投資市場を見る視野が広がるという点も先物取引の魅力だ。
「為替の話をするときに、いろんな通貨ペアがあるなか、ユーロの動きしか見ないという人もいます。しかし、先物取引では、株も為替も商品の動きに関わってきますし、政局や天候までいろいろな要素が含まれる。幅広い分野の情報が重要となるので、それらを集めることで単純に“物知り”になっていきますよね(笑)」
たとえば原油価格と為替の連動性を学べば、その知識は株やFXでの投資にも生かすことができる。ほかの投資との相乗効果も期待できるのだ。
「株投資をやるときは金融業績が根幹となるので、当然それは注視しますよね? しかし、それとは関係ないときに株価が上下することもある。『国際市場の影響を受けている』と言うのは簡単ですが、その背景はいったいなんなのか掘り下げようと思うと、もう少し視野を広く持たなければいけません。そういった意味でも先物取引は面白いですよ」
では、初心者が先物取引を始めるとしたら、どういった商品がオススメなのか?
「流動性や値段のつき方のわかりやすさ、情報収集の手段を考えると、金と原油がいいかもしれません。先物取引は現物を扱っている業者のほうが情報量は多くなるもの。金と原油であれば、一般人でもある程度情報を集めることができますから」

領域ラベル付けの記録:

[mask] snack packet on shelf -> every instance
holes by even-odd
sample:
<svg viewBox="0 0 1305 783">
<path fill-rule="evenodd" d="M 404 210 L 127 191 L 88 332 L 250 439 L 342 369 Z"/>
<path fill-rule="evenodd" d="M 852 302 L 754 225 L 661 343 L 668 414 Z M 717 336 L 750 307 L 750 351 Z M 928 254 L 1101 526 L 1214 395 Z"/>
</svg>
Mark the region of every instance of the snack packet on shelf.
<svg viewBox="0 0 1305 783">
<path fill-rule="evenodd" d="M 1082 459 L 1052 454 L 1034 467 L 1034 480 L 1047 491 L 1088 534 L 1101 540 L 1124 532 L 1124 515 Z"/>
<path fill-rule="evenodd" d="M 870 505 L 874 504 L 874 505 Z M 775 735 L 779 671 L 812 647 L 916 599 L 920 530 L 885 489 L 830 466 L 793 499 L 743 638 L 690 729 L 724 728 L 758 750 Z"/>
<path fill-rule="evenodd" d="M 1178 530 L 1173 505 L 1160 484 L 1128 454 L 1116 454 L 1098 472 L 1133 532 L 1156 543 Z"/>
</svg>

==

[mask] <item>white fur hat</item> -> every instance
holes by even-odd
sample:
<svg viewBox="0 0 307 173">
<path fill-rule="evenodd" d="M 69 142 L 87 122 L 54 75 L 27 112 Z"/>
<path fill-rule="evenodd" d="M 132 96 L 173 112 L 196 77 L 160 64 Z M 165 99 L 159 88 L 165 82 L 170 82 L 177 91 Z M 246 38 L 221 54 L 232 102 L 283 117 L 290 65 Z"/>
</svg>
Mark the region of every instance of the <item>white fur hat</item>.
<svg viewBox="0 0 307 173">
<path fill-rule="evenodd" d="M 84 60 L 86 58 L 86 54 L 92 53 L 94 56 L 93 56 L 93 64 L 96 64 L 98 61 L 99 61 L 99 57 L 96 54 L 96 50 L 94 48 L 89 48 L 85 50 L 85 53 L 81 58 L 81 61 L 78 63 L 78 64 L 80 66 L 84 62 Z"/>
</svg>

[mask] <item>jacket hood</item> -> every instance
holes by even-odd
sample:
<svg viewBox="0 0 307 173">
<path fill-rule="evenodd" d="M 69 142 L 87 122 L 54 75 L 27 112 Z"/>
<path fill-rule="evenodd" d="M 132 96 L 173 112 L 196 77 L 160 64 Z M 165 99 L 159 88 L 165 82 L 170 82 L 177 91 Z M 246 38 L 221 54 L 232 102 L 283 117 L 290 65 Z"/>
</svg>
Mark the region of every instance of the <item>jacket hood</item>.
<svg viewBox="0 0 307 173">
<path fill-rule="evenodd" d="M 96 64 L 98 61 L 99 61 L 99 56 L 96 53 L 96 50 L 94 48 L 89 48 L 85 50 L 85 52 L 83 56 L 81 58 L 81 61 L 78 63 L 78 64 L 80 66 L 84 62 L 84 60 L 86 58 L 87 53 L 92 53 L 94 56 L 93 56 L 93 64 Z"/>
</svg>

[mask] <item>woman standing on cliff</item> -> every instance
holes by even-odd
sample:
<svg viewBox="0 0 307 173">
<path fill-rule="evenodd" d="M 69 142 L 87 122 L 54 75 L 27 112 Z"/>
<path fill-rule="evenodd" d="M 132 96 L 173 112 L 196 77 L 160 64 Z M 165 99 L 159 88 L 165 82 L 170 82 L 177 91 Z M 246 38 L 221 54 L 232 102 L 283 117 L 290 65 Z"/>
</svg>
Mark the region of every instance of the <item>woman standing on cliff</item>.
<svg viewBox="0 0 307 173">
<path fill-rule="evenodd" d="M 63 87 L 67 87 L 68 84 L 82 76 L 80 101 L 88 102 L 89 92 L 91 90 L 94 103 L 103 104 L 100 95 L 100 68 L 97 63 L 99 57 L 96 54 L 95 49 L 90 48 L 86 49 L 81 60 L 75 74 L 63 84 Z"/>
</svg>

### 練習問題
**A)** 先物取引についての文章では、初心者にすすめられる商品として何が挙げられているか。
**B)** 先物取引についての文章から、「投資市場を見る視野が広がるという点も先物取引の魅力だ。」で始まり「では、初心者が先物取引を始めるとしたら、どういった商品がオススメなのか?」で終わる部分を、一字一句変えずに抜き出しなさい。
**C)** 先物取引についての文章を、最後の文の後から書き継ぎなさい。

### 各問の解答
**A)** 金と原油です。

**B)**
投資市場を見る視野が広がるという点も先物取引の魅力だ。
「為替の話をするときに、いろんな通貨ペアがあるなか、ユーロの動きしか見ないという人もいます。しかし、先物取引では、株も為替も商品の動きに関わってきますし、政局や天候までいろいろな要素が含まれる。幅広い分野の情報が重要となるので、それらを集めることで単純に“物知り”になっていきますよね(笑)」
たとえば原油価格と為替の連動性を学べば、その知識は株やFXでの投資にも生かすことができる。ほかの投資との相乗効果も期待できるのだ。
「株投資をやるときは金融業績が根幹となるので、当然それは注視しますよね? しかし、それとは関係ないときに株価が上下することもある。『国際市場の影響を受けている』と言うのは簡単ですが、その背景はいったいなんなのか掘り下げようと思うと、もう少し視野を広く持たなければいけません。そういった意味でも先物取引は面白いですよ」
では、初心者が先物取引を始めるとしたら、どういった商品がオススメなのか?

**C)**
幅広い知識が必要とされる先物取引。まずはこの2商品から始めてみるのがよさそうだ。
最後に、先物取引を行ううえで、’19年はどういったところを注意すればいいのだろう?
「先物取引は国際政治を見ないとできないので、なかなか難しいです。特に米中貿易戦争の問題は我々が考えてる以上に根が深いですね。’19年は問題がさらに浮き彫りになると思います。そうなると投資をするのに腰が引けてしまう方もいるかもしれません。しかし、逆に言えば知識やノウハウを持った投資家からするとチャンスは増えます。国際政治をしっかり分析している人の意見を仰ぐなど、積極的に情報を集めることが大事になりますね」
投資の幅を広げたい玄人投資家や、一攫千金を狙いたい豪腕投資家は、ぜひ商品先物取引にチャレンジしてみるべし。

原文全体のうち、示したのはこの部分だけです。